■ Work instruction ■
Transcribe each entry so that it matches the original exactly.

======== Records for this task ========

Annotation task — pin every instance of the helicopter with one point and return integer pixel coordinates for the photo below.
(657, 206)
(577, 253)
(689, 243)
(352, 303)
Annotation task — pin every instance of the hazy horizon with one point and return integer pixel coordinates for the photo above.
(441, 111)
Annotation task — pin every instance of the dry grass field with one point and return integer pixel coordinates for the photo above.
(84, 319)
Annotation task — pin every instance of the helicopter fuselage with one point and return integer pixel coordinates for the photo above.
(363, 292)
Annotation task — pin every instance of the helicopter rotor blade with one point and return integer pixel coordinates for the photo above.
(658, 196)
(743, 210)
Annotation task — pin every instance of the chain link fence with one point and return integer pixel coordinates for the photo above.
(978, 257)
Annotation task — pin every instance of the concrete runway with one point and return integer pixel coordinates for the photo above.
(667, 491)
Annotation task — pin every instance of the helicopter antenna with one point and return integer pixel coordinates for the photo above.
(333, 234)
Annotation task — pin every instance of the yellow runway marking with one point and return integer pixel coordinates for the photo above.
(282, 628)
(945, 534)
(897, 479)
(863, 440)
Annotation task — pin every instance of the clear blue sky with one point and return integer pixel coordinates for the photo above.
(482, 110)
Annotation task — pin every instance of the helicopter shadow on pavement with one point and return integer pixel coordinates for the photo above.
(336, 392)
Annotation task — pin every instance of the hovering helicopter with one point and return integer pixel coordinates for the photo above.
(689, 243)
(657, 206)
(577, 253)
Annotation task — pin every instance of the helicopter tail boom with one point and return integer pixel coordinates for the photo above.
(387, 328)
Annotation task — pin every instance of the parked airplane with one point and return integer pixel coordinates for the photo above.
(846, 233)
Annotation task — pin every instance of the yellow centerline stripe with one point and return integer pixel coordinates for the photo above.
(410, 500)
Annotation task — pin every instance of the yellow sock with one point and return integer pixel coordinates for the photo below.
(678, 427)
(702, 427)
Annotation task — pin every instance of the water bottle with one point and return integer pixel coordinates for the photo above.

========

■ Answer to this task ■
Annotation task — pin every instance of the helicopter with one point and return integer pixel coordinates for the photo below.
(657, 206)
(577, 253)
(689, 243)
(352, 303)
Annotation task — pin every instance of the hazy horizon with one point and return integer pixel coordinates for the photo above.
(441, 111)
Annotation task — pin every instance of the dry grass field with one point and return integer pixel coordinates for the photo above.
(84, 319)
Annotation task — pin every instance of the helicopter fuselage with one point and return integer pixel coordinates for the photo above.
(363, 292)
Annotation task — pin every instance of the helicopter rotor blade with one point and return integer pixel coordinates for the photo above.
(658, 196)
(743, 210)
Annotation task — pin every instance of the chain link fence with one point and return integer pixel coordinates for the photo above.
(978, 257)
Annotation task — pin every instance of the concrete runway with one point and return integer pixel coordinates for the photo above.
(667, 491)
Annotation task — pin every instance of the helicopter antenna with one point and return integer pixel coordinates for the photo above.
(333, 234)
Annotation task — pin every instance of the yellow runway marking with one point and return integer pixel coordinates for the photo above.
(282, 628)
(945, 534)
(897, 479)
(863, 440)
Annotation task — pin every instance of the clear blue sky with one point and return integer pixel coordinates for the photo above.
(482, 110)
Annotation task — pin every instance of the helicopter shadow on pavement with one point and return integer pixel coordinates for the photo above.
(336, 392)
Annotation task — pin every instance of the hovering helicopter with one point and return integer pixel coordinates for the photo above.
(689, 243)
(657, 206)
(577, 253)
Annotation task — pin every instance of the helicopter tail boom with one point and return integer pixel coordinates for the photo above.
(387, 328)
Annotation task — pin every instance of the parked airplane with one point and return integer pixel coordinates for the photo above.
(846, 233)
Annotation task — pin every instance of the yellow centerline stripe with one point and return integer pixel coordinates for the photo above.
(410, 500)
Annotation task — pin every instance of the yellow sock with one point and return integer pixel coordinates for the photo below.
(678, 427)
(702, 427)
Annotation task — pin every instance of the water bottle with one point and return integer pixel coordinates for the photo above.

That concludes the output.